Items excerpted from a collection:
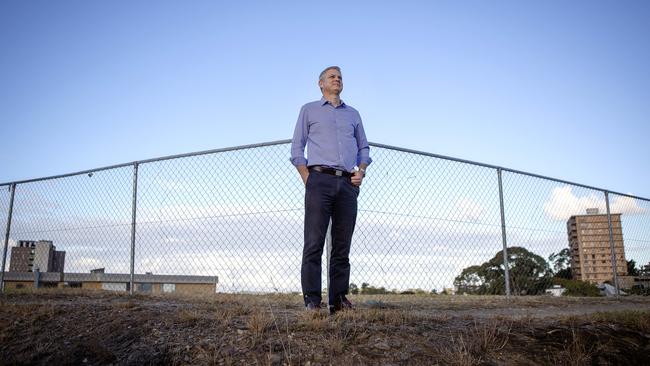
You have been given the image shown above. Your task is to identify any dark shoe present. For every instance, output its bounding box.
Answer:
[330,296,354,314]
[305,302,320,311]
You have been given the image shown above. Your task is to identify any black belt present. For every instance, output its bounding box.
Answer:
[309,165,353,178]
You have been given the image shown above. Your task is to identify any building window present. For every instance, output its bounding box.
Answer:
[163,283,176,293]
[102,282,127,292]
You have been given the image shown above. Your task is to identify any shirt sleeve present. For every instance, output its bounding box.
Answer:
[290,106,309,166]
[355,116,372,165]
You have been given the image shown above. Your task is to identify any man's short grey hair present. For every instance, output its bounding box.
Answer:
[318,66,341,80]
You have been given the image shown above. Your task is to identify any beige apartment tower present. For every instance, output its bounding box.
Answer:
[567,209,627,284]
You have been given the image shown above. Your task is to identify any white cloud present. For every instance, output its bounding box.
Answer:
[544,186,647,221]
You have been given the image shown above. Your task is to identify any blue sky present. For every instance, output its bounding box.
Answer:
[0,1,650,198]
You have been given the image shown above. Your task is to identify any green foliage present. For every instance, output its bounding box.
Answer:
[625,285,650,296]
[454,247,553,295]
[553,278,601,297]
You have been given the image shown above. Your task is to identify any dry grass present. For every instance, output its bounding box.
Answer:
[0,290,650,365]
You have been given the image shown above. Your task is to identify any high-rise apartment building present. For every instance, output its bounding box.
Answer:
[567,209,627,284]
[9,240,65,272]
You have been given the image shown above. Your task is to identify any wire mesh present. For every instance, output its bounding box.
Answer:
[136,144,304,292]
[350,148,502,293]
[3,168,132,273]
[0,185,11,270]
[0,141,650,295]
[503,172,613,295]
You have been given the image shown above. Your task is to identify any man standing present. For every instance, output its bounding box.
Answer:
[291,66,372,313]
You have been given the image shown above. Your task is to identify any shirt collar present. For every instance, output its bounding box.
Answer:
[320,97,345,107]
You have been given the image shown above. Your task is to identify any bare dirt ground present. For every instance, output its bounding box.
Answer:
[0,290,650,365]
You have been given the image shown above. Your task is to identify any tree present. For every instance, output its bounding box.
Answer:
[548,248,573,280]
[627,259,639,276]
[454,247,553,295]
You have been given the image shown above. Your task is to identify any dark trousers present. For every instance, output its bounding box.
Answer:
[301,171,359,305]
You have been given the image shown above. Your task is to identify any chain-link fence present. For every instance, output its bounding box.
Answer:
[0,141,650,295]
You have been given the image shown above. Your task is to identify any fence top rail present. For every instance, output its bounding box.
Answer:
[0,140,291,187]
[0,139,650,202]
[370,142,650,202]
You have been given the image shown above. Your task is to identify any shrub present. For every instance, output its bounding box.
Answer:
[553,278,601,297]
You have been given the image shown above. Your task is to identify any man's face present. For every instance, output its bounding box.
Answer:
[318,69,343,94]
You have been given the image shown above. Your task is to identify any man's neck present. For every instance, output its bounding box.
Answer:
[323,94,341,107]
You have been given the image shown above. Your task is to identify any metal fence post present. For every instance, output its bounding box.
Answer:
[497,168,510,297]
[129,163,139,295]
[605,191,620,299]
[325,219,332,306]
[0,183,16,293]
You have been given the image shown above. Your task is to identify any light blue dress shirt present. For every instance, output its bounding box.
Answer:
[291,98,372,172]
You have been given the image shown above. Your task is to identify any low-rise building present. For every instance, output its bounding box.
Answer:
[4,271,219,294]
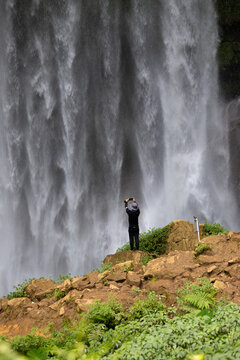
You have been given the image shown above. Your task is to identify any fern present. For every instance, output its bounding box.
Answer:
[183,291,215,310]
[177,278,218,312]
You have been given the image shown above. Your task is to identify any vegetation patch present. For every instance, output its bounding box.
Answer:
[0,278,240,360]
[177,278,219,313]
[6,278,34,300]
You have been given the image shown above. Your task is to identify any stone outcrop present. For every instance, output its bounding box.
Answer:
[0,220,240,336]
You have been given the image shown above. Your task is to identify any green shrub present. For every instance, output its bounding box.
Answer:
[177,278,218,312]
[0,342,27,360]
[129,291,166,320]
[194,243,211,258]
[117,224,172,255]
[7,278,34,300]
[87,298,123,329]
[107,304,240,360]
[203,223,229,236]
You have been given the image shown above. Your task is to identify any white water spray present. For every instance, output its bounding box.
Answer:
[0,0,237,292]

The task: Report each line of the items above that contains the word "green", copying every such line in full.

The answer:
You have been given the image shown above. Your task is to identify any green foliage present. For every instance, output its bounding box.
You have been given the image shown above. Your task is to identify any green shrub present. For every instance, output its bounding box.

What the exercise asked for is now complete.